◆ **EXERCISE SET**:
1. In the page on Stepmom and Daughter Blues, during what period did the manga run in Shunin ga Yuku! Special?
2. Please recast the paragraph beginning "Stepmom and Daughter Blues (義母と娘のブルース" from the page on Stepmom and Daughter Blues as a short list that keeps its main facts.

* START TEXT TO READ *

- Cover of the first volume

義母と娘のブルース (Gibo to Musume no Burūsu)
- Written by: Sakurazawa Suzu
- Published by: Bunkasha
- Magazine: Shunin ga Yuku! Special
- Original run: February 4, 2011 – June 14, 2012
- Volumes: 2
- Directed by: Yuichiro Hirakawa Yuji Nakamae
- Produced by: Kazutaka Iida
- Written by: Yoshiko Morishita
- Original network: Tokyo Broadcasting System
- English network: Netflix
- Original run: July 10, 2018 – September 18, 2018
- Episodes: 10
- Anime and manga portal

= Stepmom and Daughter Blues =

2011 manga series

Stepmom and Daughter Blues (義母と娘のブルース, Gibo to Musume no Burūsu) is a Japanese manga series by the Sakurazawa Suzu. The series was serialized on Shunin ga Yuku! Special magazine by Bunkasha. It run from February 2011 to June 2012. It has published 2 tankōbon volumes. A television drama series adaptation was aired from July to September 2018.

* END TEXT TO READ *
* START DATA SECTION *

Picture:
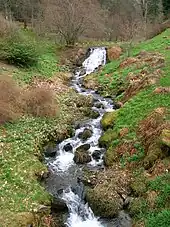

* END DATA SECTION *

◆ **TASK-BY-TASK RESULTS**:
1. From February 2011 to June 2012.

2.
- Japanese manga series by Sakurazawa Suzu
- Serialized in Bunkasha's Shunin ga Yuku! Special magazine
- Ran from February 2011 to June 2012
- Published in 2 tankōbon volumes
- Adapted as a television drama series aired from July to September 2018